◆ Exercise objective: Everything from the line containing "surface in the photo above." through the last line of the records must be returned verbatim, and nothing outside that range.

◆ Recorded information:
********************

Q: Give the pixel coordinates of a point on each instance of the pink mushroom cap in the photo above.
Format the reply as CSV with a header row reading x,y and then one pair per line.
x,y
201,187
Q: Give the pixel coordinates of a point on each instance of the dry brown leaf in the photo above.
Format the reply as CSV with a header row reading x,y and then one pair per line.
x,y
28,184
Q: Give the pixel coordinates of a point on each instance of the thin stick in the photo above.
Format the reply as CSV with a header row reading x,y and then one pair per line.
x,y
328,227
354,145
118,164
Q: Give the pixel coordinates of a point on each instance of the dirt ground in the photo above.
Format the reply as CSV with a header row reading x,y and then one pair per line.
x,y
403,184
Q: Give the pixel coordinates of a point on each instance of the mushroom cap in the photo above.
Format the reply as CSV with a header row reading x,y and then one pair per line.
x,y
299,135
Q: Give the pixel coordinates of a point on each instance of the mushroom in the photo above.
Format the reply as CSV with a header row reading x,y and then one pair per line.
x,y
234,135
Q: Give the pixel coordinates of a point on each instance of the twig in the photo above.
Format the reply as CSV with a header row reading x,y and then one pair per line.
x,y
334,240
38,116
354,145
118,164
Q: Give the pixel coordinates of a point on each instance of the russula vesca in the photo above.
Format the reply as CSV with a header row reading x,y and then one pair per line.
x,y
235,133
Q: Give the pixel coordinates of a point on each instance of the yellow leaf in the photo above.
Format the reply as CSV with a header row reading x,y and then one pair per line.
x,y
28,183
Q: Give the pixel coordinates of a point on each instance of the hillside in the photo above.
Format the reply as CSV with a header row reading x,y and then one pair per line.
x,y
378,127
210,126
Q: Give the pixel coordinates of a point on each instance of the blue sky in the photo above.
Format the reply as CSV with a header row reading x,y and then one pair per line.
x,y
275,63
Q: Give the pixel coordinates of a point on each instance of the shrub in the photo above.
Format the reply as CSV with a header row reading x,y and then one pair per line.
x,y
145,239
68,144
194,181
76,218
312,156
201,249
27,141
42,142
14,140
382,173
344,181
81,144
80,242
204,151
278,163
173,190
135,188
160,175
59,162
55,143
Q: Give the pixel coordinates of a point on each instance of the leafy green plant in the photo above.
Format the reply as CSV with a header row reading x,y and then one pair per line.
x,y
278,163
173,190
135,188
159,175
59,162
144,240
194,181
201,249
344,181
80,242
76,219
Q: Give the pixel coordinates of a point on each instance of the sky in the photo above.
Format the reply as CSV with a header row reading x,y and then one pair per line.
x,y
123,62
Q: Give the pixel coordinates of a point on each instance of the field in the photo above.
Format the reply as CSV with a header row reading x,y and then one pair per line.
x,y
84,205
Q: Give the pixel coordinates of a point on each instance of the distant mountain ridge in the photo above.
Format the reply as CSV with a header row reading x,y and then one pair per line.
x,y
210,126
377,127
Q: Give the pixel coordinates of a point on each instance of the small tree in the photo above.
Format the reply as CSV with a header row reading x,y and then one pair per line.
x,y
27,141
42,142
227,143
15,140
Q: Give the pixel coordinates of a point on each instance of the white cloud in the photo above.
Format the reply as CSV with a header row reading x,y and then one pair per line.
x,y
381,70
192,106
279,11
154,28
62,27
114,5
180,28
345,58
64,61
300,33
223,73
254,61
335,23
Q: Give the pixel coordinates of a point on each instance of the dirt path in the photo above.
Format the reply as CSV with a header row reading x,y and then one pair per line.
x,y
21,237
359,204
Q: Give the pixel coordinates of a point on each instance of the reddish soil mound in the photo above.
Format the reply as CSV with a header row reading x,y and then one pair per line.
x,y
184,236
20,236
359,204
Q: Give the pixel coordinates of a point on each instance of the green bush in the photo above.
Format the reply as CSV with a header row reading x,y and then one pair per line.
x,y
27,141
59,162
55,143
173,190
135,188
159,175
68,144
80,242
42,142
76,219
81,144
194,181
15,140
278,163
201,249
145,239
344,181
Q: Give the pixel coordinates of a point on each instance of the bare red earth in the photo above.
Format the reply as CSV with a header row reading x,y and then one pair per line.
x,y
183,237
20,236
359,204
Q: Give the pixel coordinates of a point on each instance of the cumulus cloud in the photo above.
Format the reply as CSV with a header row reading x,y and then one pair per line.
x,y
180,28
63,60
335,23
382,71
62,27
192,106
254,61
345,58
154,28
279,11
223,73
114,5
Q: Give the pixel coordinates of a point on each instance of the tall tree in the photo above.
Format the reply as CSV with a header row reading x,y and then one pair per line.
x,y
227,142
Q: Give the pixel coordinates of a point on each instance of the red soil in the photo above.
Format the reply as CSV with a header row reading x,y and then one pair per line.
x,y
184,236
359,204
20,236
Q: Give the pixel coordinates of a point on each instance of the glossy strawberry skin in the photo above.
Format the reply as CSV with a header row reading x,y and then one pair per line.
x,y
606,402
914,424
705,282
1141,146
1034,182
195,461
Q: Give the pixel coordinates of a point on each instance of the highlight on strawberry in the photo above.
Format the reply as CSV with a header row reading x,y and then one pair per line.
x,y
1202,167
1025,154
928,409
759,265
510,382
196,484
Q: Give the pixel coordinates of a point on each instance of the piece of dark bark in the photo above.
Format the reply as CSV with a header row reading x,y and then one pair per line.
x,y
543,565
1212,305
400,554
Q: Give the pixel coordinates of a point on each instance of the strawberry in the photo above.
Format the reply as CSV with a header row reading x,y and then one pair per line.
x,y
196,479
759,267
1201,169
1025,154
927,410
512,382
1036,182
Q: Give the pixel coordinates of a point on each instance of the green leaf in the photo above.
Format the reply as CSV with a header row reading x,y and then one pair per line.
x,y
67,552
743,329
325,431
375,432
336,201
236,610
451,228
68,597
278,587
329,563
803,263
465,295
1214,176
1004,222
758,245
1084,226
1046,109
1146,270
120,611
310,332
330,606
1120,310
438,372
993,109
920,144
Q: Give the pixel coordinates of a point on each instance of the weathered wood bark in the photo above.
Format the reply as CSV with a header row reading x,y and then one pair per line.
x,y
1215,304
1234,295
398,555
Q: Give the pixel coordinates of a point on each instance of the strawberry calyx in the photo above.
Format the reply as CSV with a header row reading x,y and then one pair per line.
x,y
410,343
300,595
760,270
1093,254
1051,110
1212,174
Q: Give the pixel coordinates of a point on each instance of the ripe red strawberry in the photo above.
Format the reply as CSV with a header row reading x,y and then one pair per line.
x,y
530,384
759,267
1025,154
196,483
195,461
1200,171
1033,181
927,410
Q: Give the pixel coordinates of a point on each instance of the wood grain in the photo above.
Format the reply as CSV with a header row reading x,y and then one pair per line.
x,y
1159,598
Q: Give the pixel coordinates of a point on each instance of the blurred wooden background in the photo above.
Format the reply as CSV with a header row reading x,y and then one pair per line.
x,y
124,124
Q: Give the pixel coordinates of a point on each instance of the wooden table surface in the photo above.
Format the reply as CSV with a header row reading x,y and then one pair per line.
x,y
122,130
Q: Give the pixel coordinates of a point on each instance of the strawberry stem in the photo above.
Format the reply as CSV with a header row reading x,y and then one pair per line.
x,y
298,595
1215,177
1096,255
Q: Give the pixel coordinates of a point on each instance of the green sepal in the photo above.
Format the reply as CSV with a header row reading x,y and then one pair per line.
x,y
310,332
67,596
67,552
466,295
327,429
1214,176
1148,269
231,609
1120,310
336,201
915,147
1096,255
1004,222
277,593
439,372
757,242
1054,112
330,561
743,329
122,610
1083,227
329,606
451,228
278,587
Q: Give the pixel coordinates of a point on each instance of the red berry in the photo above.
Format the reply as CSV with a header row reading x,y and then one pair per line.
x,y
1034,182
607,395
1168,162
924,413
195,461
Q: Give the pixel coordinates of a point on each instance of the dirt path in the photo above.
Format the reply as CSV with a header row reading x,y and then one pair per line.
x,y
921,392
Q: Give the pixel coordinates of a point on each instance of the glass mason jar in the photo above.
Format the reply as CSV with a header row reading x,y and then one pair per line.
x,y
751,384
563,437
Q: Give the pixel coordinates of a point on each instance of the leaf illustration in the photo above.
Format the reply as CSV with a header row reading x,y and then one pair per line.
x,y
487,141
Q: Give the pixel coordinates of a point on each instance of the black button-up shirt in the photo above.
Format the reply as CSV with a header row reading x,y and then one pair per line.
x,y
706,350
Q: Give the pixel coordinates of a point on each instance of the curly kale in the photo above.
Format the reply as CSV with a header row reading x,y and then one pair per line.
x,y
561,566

********************

◆ Task output:
Q: Give the pixel coordinates of a point on each instance of the wooden table surface in the photo above.
Format the reply as CSV with a header row reading x,y and then one pair per line.
x,y
122,130
Q: Give the pixel coordinates of a point on each instance of the strawberry stem in the photo above.
Format the reply as CSV with a header row reading x,y and then one pair per line.
x,y
298,595
1215,177
1096,255
Q: Give the pixel coordinates of a point on each instance of the green sepal in the photo above.
Format the reply as CSV with a header row reading x,y and then one pair per line.
x,y
310,332
67,596
67,552
466,295
327,429
1214,176
1148,269
231,609
1120,310
336,201
915,147
1096,255
1004,222
277,593
439,372
757,242
1054,112
330,561
743,329
122,610
1083,227
329,606
451,228
278,587
Q: Give the pixel coordinates of a point on each instance of the red berry in the photo above.
Format the reply as CSV with a header row reading x,y and then one pair per line.
x,y
1034,182
607,395
1168,162
924,413
195,461
Q: Give the pixel coordinates of a point on each instance of the dirt path in the photo above.
Format the reply as CSV with a header row reading x,y and then one pair per line.
x,y
921,392
Q: Give the pixel coordinates of a point on each instance of the glass mason jar in the photo above.
Format the reply as CSV with a header row reading x,y and then one pair per line.
x,y
751,384
563,437
Q: Give the pixel coordinates of a point on each instance of the leaf illustration in the photo above.
Format the reply as CSV with a header row reading x,y and then one pair per line.
x,y
487,141
Q: Give the pixel coordinates of a point on each instance of the black button-up shirt in the photo above.
Format the reply as CSV with a header row reading x,y and then one pair per line.
x,y
706,350
Q: Give the pixel coordinates of a point on each instance of the curly kale in the photo above.
Format the reply as CSV with a header row reading x,y and then one pair per line.
x,y
561,566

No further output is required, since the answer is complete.